[Excerpted passage]

-- start --

Grab some coffee, because installing and compiling dependencies can take quite some time to run. If you don't yet have a Copernicus account, you can create one while you wait for the compilation to complete.

List of datasets and terms of use

The GlobalEnergyGIS package makes use of the following datasets. By using this package, you agree to abide by their terms of use. Please click the links to open the terms of use in your browser.

Setup and data preparation

1. Create Copernicus account

GlobalEnergyGIS is based on several public datasets, most notably the ERA5 reanalysis by the ECMWF (European Centre for Medium-Range Weather Forecasts). The reanalysis data is used to calculate hourly solar insolation and wind speeds for any location on earth. To download ERA5 data you need to create a free account at the Copernicus Data Service (CDS).

2. Create config files and agree to dataset terms

Now we will create two config files that will keep track of your preferred data storage path and your Copernicus ID.

Since the datasets will require a lot of disk space (see hardware requirements above), the package allows you to store all data on a secondary disk drive if you have one available. For example, if you have a fast SSD as a boot drive and a larger HDD, then consider storing the data on the HDD. It may also be a good idea to choose a storage location which doesn't get automatically backuped if your backup storage or bandwidth is limited.

Login to your Copernicus account and go to your profile page (click your name in the upper right), then scroll down to the API key section. Here you will find your user ID (UID) and the long API key string that needs to be copy/pasted to the command below.

-- end --

[Extracted information]
-- start --

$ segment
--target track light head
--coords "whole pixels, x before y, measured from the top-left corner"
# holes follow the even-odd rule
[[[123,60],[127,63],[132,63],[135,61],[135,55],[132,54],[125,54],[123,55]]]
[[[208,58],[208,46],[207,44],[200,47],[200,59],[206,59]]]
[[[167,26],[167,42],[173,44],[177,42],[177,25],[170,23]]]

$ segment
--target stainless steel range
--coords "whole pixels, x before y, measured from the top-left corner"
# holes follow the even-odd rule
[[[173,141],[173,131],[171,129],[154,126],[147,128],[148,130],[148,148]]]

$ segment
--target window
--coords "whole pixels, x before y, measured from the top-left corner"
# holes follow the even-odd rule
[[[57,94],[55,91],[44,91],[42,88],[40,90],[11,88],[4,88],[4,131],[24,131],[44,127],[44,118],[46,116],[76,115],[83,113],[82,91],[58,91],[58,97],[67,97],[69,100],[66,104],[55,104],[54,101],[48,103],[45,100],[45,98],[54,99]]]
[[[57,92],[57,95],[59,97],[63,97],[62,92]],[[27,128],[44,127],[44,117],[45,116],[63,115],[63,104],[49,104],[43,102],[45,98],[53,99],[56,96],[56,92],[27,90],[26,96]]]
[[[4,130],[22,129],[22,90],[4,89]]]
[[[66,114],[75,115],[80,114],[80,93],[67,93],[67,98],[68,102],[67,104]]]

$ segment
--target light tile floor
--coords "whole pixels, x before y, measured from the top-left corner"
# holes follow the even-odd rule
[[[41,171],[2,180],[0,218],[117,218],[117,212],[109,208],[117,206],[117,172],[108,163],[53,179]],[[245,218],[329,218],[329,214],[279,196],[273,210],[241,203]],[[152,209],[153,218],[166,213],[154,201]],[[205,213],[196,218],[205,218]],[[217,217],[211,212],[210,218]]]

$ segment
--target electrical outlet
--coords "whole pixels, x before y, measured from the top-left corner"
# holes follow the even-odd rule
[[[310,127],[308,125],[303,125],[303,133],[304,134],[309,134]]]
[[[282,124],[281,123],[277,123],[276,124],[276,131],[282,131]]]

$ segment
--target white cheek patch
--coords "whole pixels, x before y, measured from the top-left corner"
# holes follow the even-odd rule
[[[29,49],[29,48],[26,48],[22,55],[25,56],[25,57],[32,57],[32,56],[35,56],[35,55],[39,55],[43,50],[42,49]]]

-- end --

[Requirement] Turn the paragraph in the GlobalEnergyGIS setup text that begins "GlobalEnergyGIS is based on several public datasets" into a short bulleted list that keeps its main facts. The items are separate from the GlobalEnergyGIS setup text.

[Reply]
- GlobalEnergyGIS relies on several public datasets. The most important is the ERA5 reanalysis by the ECMWF (European Centre for Medium-Range Weather Forecasts).
- The reanalysis data is used to calculate hourly solar insolation and wind speeds for any location on earth.
- Downloading ERA5 data requires a free account at the Copernicus Data Service (CDS).